What you should do:
Reproduce verbatim every line from the one that includes "Point out the corrugated" to the closing line of the entries; omit everything before it.

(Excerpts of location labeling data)
··········

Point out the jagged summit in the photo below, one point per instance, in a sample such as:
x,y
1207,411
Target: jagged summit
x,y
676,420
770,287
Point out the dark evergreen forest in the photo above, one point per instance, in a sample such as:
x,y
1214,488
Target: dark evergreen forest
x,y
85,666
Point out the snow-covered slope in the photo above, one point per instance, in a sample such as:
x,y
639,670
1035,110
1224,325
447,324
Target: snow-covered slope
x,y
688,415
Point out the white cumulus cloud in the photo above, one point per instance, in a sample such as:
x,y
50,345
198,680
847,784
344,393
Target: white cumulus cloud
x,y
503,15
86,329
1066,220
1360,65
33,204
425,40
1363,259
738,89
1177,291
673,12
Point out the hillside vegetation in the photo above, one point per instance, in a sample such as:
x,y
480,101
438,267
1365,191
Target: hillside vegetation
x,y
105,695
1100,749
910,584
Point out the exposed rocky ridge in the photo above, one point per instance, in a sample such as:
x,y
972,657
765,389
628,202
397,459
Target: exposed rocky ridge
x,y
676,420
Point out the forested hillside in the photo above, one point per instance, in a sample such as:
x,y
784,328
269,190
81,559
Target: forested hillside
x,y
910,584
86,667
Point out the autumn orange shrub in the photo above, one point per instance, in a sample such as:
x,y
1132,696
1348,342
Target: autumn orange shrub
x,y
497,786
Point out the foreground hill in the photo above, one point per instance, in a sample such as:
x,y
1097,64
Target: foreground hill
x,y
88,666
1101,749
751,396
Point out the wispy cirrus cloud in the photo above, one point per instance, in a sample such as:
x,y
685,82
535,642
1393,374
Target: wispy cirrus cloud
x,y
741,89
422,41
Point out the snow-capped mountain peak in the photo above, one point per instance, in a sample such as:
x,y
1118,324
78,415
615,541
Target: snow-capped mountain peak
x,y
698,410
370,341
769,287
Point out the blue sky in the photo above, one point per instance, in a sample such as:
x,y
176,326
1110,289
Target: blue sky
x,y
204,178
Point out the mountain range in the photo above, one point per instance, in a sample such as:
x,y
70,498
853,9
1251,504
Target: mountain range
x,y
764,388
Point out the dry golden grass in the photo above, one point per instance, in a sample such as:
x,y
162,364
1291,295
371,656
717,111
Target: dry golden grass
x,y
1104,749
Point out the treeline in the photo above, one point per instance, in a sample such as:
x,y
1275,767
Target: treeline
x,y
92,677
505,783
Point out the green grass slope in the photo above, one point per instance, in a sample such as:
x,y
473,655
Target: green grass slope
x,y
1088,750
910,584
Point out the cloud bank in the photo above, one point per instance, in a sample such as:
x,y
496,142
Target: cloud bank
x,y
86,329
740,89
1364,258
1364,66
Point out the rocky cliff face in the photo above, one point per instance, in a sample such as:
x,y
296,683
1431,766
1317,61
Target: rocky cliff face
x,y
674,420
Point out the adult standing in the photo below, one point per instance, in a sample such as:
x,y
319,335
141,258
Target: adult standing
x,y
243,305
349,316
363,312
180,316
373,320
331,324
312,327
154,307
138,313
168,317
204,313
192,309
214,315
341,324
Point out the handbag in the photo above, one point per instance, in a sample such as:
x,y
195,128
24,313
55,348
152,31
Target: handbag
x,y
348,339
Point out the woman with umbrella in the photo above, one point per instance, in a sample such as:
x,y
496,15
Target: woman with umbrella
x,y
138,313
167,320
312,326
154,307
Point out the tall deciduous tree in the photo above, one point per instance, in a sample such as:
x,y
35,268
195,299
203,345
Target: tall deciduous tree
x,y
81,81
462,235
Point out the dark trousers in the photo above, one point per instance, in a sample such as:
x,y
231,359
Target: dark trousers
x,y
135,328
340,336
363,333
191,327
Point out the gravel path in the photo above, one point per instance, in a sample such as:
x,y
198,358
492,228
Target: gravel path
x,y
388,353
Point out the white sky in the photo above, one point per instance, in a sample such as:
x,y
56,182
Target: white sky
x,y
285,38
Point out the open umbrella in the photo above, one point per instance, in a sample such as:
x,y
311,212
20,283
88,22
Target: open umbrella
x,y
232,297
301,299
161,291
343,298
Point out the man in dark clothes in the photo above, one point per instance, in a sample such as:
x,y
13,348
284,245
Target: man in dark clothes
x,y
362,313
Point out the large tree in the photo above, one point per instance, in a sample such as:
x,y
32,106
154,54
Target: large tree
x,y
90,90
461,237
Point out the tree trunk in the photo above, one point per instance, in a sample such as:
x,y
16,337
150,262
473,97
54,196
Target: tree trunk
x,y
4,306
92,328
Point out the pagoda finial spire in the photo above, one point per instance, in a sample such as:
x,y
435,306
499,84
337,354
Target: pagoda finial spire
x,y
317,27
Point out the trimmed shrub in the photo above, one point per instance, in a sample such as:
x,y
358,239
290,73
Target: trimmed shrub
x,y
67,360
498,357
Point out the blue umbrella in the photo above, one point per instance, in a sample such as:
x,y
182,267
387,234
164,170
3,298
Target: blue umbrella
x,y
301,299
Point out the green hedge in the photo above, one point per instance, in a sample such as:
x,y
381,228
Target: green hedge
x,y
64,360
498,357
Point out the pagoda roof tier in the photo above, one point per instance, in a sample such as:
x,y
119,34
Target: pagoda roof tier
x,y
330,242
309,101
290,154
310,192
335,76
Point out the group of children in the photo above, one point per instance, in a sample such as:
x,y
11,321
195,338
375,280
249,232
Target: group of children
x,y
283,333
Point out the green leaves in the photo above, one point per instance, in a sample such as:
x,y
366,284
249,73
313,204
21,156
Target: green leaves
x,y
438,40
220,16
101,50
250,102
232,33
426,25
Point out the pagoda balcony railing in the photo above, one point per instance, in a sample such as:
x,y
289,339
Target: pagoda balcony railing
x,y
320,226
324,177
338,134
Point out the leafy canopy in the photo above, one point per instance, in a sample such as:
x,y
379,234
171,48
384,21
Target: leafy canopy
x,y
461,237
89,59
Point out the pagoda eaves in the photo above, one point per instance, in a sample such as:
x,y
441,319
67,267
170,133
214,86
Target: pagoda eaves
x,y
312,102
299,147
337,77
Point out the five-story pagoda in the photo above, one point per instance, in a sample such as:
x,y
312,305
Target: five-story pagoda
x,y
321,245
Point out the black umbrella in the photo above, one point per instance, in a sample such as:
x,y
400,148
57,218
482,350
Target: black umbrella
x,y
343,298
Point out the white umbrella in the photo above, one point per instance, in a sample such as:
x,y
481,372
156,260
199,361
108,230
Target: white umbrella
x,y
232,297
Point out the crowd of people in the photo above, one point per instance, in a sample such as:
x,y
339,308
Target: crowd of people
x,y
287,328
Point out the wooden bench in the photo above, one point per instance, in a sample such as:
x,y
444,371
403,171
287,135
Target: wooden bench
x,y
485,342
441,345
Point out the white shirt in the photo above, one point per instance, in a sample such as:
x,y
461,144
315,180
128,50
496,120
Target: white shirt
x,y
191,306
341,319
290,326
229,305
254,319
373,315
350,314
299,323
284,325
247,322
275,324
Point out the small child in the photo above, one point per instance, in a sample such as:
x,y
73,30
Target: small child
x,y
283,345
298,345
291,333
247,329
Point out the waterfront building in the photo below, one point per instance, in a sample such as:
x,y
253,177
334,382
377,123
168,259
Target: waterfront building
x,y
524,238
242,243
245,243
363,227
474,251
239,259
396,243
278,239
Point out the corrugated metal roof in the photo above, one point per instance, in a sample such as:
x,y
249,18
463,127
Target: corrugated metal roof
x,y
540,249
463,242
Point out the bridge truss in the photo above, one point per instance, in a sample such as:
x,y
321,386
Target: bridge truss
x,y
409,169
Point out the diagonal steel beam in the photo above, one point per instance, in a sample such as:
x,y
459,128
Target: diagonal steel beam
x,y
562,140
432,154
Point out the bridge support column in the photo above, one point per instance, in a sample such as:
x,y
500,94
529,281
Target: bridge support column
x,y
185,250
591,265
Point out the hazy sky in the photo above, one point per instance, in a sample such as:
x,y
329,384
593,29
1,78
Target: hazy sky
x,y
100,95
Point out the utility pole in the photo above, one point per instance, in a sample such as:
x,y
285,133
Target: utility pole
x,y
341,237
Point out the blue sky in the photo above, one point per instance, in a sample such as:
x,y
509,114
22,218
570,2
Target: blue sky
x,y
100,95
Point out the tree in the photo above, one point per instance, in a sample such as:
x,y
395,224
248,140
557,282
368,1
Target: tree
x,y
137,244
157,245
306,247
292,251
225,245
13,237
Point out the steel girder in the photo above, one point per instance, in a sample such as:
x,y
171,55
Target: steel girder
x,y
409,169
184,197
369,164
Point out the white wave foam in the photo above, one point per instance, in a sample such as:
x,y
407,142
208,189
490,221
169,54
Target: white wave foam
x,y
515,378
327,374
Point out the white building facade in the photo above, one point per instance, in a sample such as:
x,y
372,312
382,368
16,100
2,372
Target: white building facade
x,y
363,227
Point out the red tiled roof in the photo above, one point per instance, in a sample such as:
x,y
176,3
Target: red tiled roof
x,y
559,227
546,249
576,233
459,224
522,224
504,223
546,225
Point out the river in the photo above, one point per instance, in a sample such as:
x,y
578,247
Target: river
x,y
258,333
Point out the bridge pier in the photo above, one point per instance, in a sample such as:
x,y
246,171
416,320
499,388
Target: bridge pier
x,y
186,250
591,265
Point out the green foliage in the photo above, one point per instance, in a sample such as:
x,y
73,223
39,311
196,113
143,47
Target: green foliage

··········

Answer for the task:
Point out the corrugated metal roof in the photo above, one point per instance, in a sample such as:
x,y
249,18
463,127
Target: corrugated metal roof
x,y
540,249
463,242
Point out the bridge truss in the photo above, one point per instance, in a sample such as:
x,y
321,386
Target: bridge truss
x,y
409,169
Point out the diagonal steel beam in the photo above, one point per instance, in a sample such as:
x,y
459,128
Target: diagonal steel beam
x,y
562,140
432,154
Point out the bridge support column in the photo above, one point per instance, in a sample such as:
x,y
500,94
529,281
Target: bridge support column
x,y
185,250
591,265
Point out the hazy sky in the photo above, one point per instance, in a sample such as:
x,y
329,384
593,29
1,78
Target: hazy sky
x,y
100,95
Point out the utility pole in the photo above, one point per instance, in a sample such as:
x,y
285,133
Target: utility pole
x,y
341,237
Point out the blue sky in the photo above, one point per instance, in a sample such as:
x,y
509,114
22,218
570,2
Target: blue sky
x,y
100,95
Point out the tree in the photo above, one point per instance, in a sample such as:
x,y
395,224
248,140
557,282
368,1
Target: tree
x,y
137,244
157,245
306,247
292,251
225,245
13,237
Point out the steel girder in the photo above, one point per instance, in a sample such as:
x,y
171,55
Target: steel girder
x,y
409,169
184,197
369,164
Point out the white wave foam in the photo above, one point per instance, in a sample such as:
x,y
407,142
208,189
490,221
169,54
Target: white wave foam
x,y
515,378
327,374
Point out the white building facade in the photo above, one point per instance, in a sample such as:
x,y
372,312
382,368
16,100
2,372
Target: white building facade
x,y
363,227
Point out the red tiled roof in the photo above, one point per instance, in a sample such as:
x,y
176,3
Target: red tiled roof
x,y
559,227
546,249
576,233
459,224
522,224
504,223
546,225
Point out the river in the photo above, one point per instance, in a sample such as:
x,y
578,247
Target: river
x,y
258,333
Point out the bridge pier in the photo above, one point per instance, in a sample such as:
x,y
246,171
416,320
499,388
Target: bridge pier
x,y
186,250
591,265
Point out the green foliage in the photo above, one point per instance, in a sample such as:
x,y
73,223
39,311
196,113
143,47
Target: green foliage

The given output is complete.